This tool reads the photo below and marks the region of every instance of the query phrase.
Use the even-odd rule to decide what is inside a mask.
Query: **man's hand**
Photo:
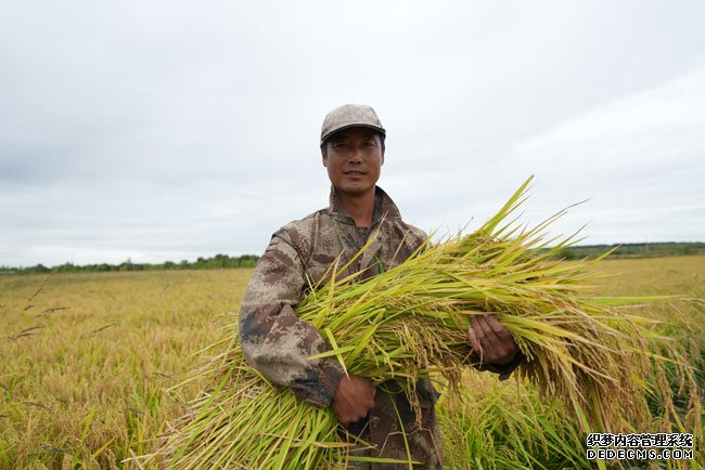
[[[331,402],[337,420],[349,425],[364,418],[374,406],[376,392],[369,380],[358,376],[344,376]]]
[[[514,360],[518,352],[516,341],[495,315],[471,315],[470,323],[467,339],[483,363],[502,365]]]

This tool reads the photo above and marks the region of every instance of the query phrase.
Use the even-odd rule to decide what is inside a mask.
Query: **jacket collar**
[[[341,197],[331,186],[330,206],[328,213],[338,222],[355,225],[355,220],[350,217],[348,211],[343,206]],[[400,220],[401,214],[394,200],[385,193],[380,186],[374,186],[374,213],[372,214],[372,226],[380,223],[382,219],[385,220]]]

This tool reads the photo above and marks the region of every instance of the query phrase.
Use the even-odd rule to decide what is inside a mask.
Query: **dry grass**
[[[705,257],[615,260],[601,269],[614,274],[601,282],[605,295],[705,298]],[[120,460],[154,451],[166,421],[183,412],[162,387],[182,379],[196,363],[192,354],[220,337],[229,323],[220,315],[236,311],[251,272],[56,275],[30,308],[46,276],[0,276],[0,468],[139,468]],[[705,310],[681,311],[643,310],[666,319],[702,361]],[[511,382],[479,393],[514,394]],[[526,413],[520,397],[501,403]],[[511,441],[478,432],[497,455],[510,455]]]
[[[0,277],[0,468],[137,468],[251,272]]]

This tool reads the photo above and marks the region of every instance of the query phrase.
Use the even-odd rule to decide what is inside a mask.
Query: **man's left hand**
[[[470,323],[472,328],[467,330],[467,339],[483,363],[503,365],[516,357],[516,341],[495,315],[471,315]]]

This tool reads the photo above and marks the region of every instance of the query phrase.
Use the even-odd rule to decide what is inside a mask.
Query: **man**
[[[422,231],[401,220],[396,205],[376,186],[385,138],[370,106],[347,104],[325,117],[320,145],[332,184],[330,207],[291,222],[272,236],[242,301],[240,338],[245,357],[265,377],[290,387],[309,403],[332,407],[348,432],[374,445],[356,448],[351,455],[411,458],[421,462],[414,468],[439,469],[437,393],[431,382],[420,380],[416,386],[422,408],[416,419],[396,383],[375,389],[363,377],[347,377],[335,358],[309,360],[329,344],[294,311],[310,286],[326,280],[323,277],[338,257],[339,265],[347,263],[373,233],[370,248],[348,267],[349,274],[362,271],[360,280],[377,274],[380,264],[388,270],[402,263],[426,239]],[[493,316],[475,316],[469,341],[482,357],[477,367],[508,377],[521,361],[516,343]],[[349,468],[408,465],[350,462]]]

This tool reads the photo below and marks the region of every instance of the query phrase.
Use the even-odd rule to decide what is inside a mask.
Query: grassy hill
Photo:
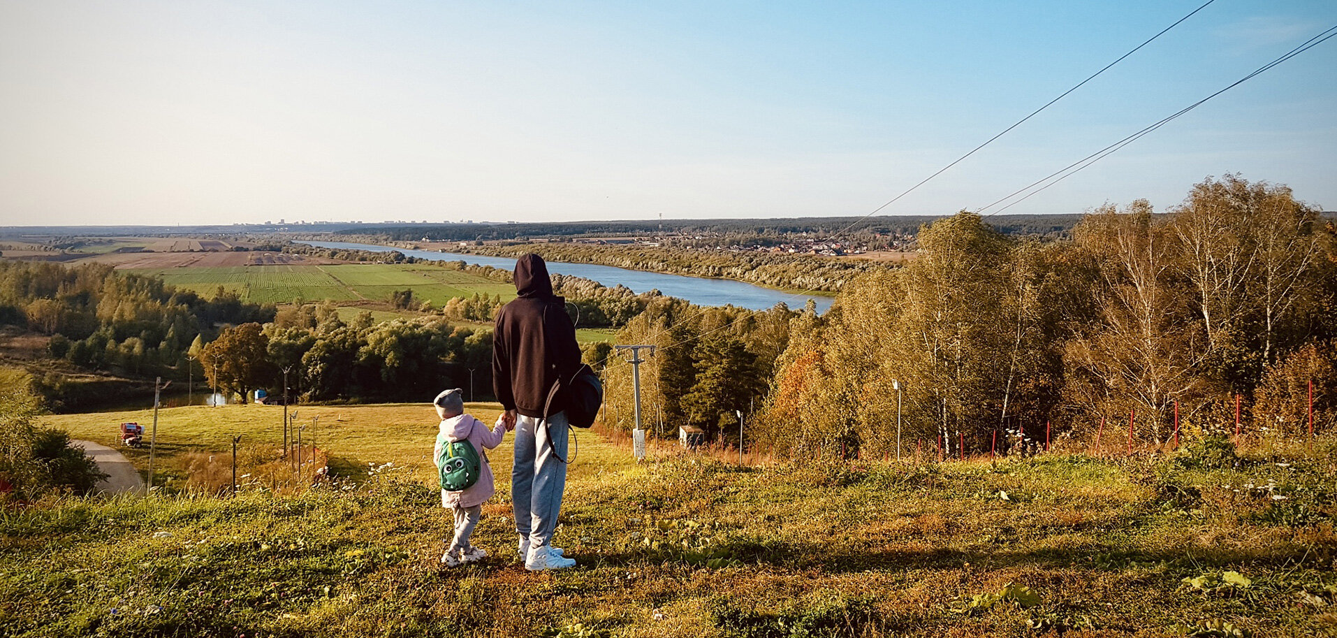
[[[1332,635],[1337,441],[1237,457],[739,467],[582,431],[558,544],[515,560],[509,437],[483,564],[437,562],[425,405],[297,407],[340,476],[298,495],[56,499],[0,514],[0,635]],[[496,407],[471,404],[491,421]],[[282,408],[159,413],[158,467],[230,437],[277,447]],[[147,412],[67,415],[112,441]],[[143,467],[144,452],[132,459]],[[217,455],[222,459],[222,455]],[[718,456],[718,457],[717,457]],[[390,463],[386,465],[386,463]]]

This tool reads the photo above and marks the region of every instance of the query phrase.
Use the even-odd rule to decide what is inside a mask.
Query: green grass
[[[218,286],[253,304],[308,301],[388,301],[394,290],[413,289],[413,296],[440,308],[451,297],[475,293],[515,297],[515,286],[487,277],[417,263],[275,265],[226,268],[136,269],[162,277],[185,290],[211,297]]]
[[[172,286],[213,297],[219,286],[251,304],[289,304],[295,298],[354,301],[360,297],[321,266],[221,266],[131,270],[162,277]]]
[[[431,411],[297,409],[299,421],[321,416],[321,447],[356,487],[337,480],[298,496],[235,500],[67,498],[0,514],[0,635],[1337,629],[1330,440],[1313,453],[1269,449],[1217,467],[1189,463],[1191,455],[738,467],[671,447],[638,464],[620,443],[582,431],[558,534],[579,566],[529,574],[512,559],[509,436],[489,452],[499,494],[475,532],[492,558],[444,570],[449,523],[431,488]],[[238,432],[273,445],[281,411],[162,411],[159,463],[171,468],[191,447],[221,452]],[[469,411],[485,421],[497,413],[487,404]],[[108,441],[123,419],[151,416],[49,420]],[[132,460],[146,459],[136,451]],[[354,471],[386,461],[394,464]],[[154,538],[159,531],[170,536]],[[1230,571],[1249,583],[1230,584]]]

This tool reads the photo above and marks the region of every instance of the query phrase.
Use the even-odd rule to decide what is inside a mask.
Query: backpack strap
[[[544,328],[548,326],[548,306],[547,305],[543,306],[543,326]],[[543,348],[545,350],[548,350],[548,352],[544,352],[544,356],[551,358],[551,356],[552,356],[551,350],[552,349],[548,348],[548,336],[547,334],[543,336]],[[575,431],[571,429],[571,425],[567,425],[567,433],[571,436],[572,451],[571,451],[571,453],[567,455],[567,459],[563,459],[562,455],[558,453],[556,445],[552,445],[552,424],[548,423],[548,417],[552,416],[552,401],[555,401],[558,399],[558,393],[559,392],[562,392],[562,373],[560,372],[558,373],[558,379],[555,379],[552,381],[552,388],[548,391],[548,399],[545,401],[543,401],[543,427],[548,432],[548,445],[552,447],[552,456],[556,456],[559,461],[566,463],[566,464],[570,465],[571,461],[576,460],[575,452],[579,448],[579,445],[576,445],[576,433],[575,433]]]

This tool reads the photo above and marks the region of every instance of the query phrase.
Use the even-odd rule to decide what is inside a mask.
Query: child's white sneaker
[[[554,554],[548,547],[535,547],[529,551],[529,556],[524,560],[524,568],[529,571],[564,570],[575,566],[575,559]]]
[[[548,546],[548,554],[556,554],[562,556],[562,547]],[[529,536],[520,538],[520,560],[528,560],[529,558]]]

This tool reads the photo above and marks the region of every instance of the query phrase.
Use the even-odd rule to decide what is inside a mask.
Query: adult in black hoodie
[[[566,300],[552,294],[548,266],[536,254],[515,263],[519,297],[497,313],[492,333],[492,389],[507,428],[515,428],[511,503],[528,570],[571,567],[552,547],[567,480],[568,424],[560,396],[544,407],[552,385],[580,365],[576,329]]]

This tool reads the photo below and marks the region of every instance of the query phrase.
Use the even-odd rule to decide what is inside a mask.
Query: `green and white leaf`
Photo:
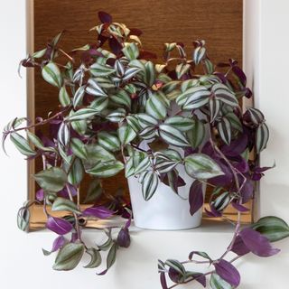
[[[102,65],[98,62],[90,66],[90,73],[95,77],[105,77],[116,73],[116,70],[108,65]]]
[[[63,107],[66,107],[71,102],[70,97],[69,93],[67,92],[65,86],[62,86],[61,90],[60,90],[59,100],[60,100],[61,105]]]
[[[66,120],[76,121],[89,119],[97,115],[99,115],[99,110],[96,108],[80,108],[77,110],[73,115],[69,116]]]
[[[210,285],[211,289],[233,289],[228,283],[215,273],[210,275]]]
[[[289,226],[278,217],[261,218],[251,225],[251,228],[267,238],[270,242],[279,241],[289,237]]]
[[[118,90],[116,94],[110,97],[111,100],[118,105],[125,106],[127,108],[131,107],[131,98],[127,92],[124,89]]]
[[[205,106],[209,102],[210,91],[204,86],[192,87],[182,93],[176,102],[183,109],[196,109]]]
[[[61,271],[74,269],[79,265],[84,251],[85,247],[82,243],[66,244],[59,251],[53,265],[53,269]]]
[[[124,169],[124,163],[119,161],[98,163],[86,172],[99,178],[108,178],[117,174]]]
[[[219,164],[204,154],[192,154],[186,156],[184,166],[186,172],[197,180],[207,180],[224,174]]]
[[[194,120],[185,117],[174,116],[167,118],[164,124],[177,128],[182,132],[187,132],[194,126]]]
[[[29,145],[28,141],[18,133],[12,133],[10,135],[10,139],[21,154],[26,156],[33,156],[36,154],[36,152]]]
[[[135,132],[133,128],[127,125],[121,126],[117,129],[118,138],[120,143],[124,144],[127,144],[128,143],[132,142],[135,137],[136,136]]]
[[[203,46],[198,46],[193,51],[193,61],[198,65],[206,56],[206,49]]]
[[[51,192],[61,191],[67,182],[66,172],[58,167],[41,171],[33,178],[44,191]]]
[[[96,79],[89,79],[88,86],[86,87],[85,91],[94,97],[107,97],[107,93],[104,92],[104,90],[100,88]]]
[[[53,201],[51,210],[67,210],[77,214],[80,213],[79,210],[78,209],[78,206],[73,201],[61,197],[56,198],[56,200]]]
[[[61,72],[54,62],[49,62],[42,70],[42,78],[54,87],[61,88],[62,84]]]
[[[101,255],[98,250],[94,247],[90,247],[86,250],[86,252],[90,256],[90,261],[86,265],[85,268],[97,268],[101,264]]]
[[[169,144],[175,146],[190,146],[186,136],[180,130],[172,126],[161,125],[159,126],[159,135]]]
[[[231,142],[231,124],[227,117],[223,117],[218,124],[218,132],[220,138],[226,144],[229,144]]]
[[[116,152],[120,149],[120,141],[115,134],[100,132],[98,138],[98,144],[108,151]]]

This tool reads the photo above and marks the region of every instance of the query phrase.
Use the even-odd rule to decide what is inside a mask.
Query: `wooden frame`
[[[26,1],[26,13],[27,15],[27,51],[33,52],[34,51],[34,1],[38,0],[27,0]],[[237,1],[237,0],[235,0]],[[35,117],[35,86],[34,86],[34,73],[33,70],[28,70],[27,75],[27,115],[28,117],[33,119]],[[28,165],[28,199],[34,199],[35,194],[35,182],[30,177],[35,171],[34,162],[30,162]],[[34,205],[31,210],[31,222],[30,228],[32,230],[42,228],[45,225],[44,214],[42,213],[42,206]],[[232,210],[228,209],[227,212],[227,217],[234,219],[236,218],[235,214],[232,214]],[[250,222],[252,219],[251,214],[245,214],[243,221]],[[219,221],[217,219],[217,221]],[[89,227],[95,227],[94,224],[90,223]]]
□ □ □
▶ _What this task involves_:
Pull out each line of the data above that contains the string "white", and copy those lines without changes.

▶ _Solution for this task_:
Query: child's white sneaker
Query: `green and white leaf`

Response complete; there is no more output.